Hommage à Jackie Vautour, signé Jean-Marie Nadeau

En début de semaine, nous avons appris le décès du militant acadien, Jackie Vautour. La SANB a donc demandé à un de ses anciens présidents et un ami de M. Vautour, Jean-Marie Nadeau, de rédiger un texte en hommage à cet homme qui a tant marqué l'Acadie.  


Nous venons de perdre un grand personnage de l’Acadie moderne en la personne de Jackie Vautour. Par le présent texte, je tiens à lui rendre hommage. 

La vie nous offre de ces moments heureux et privilégiés de côtoyer d’autres humains plus grands que nature. Pour ceux et celles qui ont eu la chance de connaître personnellement Jackie Vautour, ce fut un de ces moments. Quand on parle de Jackie, il est difficile de ne pas mentionner Yvonne, son épouse, avec qui il formait un des plus beaux couples fusionnels en Acadie. 

On n’a pas à avoir connu Jackie personnellement pour réaliser qu’il a été un des plus grands leaders populaires dans l’histoire de l’Acadie, surtout la contemporaine. L’expropriation des terres et des villages acadiens dans Kouchibouguac au début des années 70 pour y bâtir un parc était en partant une injustice. Tellement injuste, que le gouvernement fédéral a changé la loi sur les parcs en l’an 2000, bannissant à l’avenir toute expropriation avant de créer un parc. Jackie et les expropriés ont toujours plaidé que la création du Parc Kouchibougouac était un geste illégal. Pourquoi ne permettons-nous pas aux expropriés de retourner sur leurs terres comme on l’a fait à Mirabel ?

→ DONNÉES SOURCES:
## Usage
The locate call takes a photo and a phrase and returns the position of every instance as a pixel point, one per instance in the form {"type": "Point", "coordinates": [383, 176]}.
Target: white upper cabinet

→ CONSIGNE:
Transcrivez fidèlement le passage de l'hommage à Jackie Vautour qui va de « On n’a pas à » à « fait à Mirabel ? ».

→ RÉPONSE:
On n’a pas à avoir connu Jackie personnellement pour réaliser qu’il a été un des plus grands leaders populaires dans l’histoire de l’Acadie, surtout la contemporaine. L’expropriation des terres et des villages acadiens dans Kouchibouguac au début des années 70 pour y bâtir un parc était en partant une injustice. Tellement injuste, que le gouvernement fédéral a changé la loi sur les parcs en l’an 2000, bannissant à l’avenir toute expropriation avant de créer un parc. Jackie et les expropriés ont toujours plaidé que la création du Parc Kouchibougouac était un geste illégal. Pourquoi ne permettons-nous pas aux expropriés de retourner sur leurs terres comme on l’a fait à Mirabel ?